▶ Record set:
[start]
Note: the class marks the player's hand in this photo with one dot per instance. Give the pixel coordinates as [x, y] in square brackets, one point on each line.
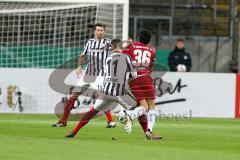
[79, 71]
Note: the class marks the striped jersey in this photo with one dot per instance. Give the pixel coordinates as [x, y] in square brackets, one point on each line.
[116, 72]
[97, 52]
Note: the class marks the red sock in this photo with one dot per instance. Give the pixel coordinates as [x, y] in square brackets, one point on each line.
[85, 120]
[67, 109]
[109, 116]
[143, 122]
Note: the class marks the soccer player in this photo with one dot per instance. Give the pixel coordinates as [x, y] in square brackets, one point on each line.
[117, 68]
[143, 57]
[96, 50]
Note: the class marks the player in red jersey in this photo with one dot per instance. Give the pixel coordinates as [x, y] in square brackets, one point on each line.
[143, 57]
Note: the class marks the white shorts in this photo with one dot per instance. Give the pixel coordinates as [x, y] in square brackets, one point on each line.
[105, 102]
[end]
▶ Task goal: Copy out all of the data above word for word, every line and point in order, but leave the picture out.

▶ Final result:
Note: the class marks the player's hand in this photo with one dot per instance. Give the pixel coordinates as [x, y] in square brackets, one point on each line.
[79, 71]
Note: the class marks the striped jersey in this photo with one dot per instance. Give the pixel coordinates as [x, y] in square brackets, one point on each line.
[116, 72]
[97, 52]
Note: the class marks the red sock in this photo with one dot per instance. Give the pixel coordinates as [x, y] in square brackets, one point on each line.
[85, 120]
[67, 109]
[109, 116]
[143, 122]
Note: the class marks the soccer player in this photo with one dot per instance. Give the pixel coordinates as [x, y] in square brackets, one point on each line.
[117, 68]
[143, 57]
[96, 50]
Note: the class marks the player in red jersey in this photo with one dot per instance. Give the pixel coordinates as [x, y] in square brackets, one point on each line.
[143, 57]
Note: the class marks the white shorts in this photo with one dot per instance. Give the pixel coordinates as [x, y] in square brackets, one point on each line.
[105, 102]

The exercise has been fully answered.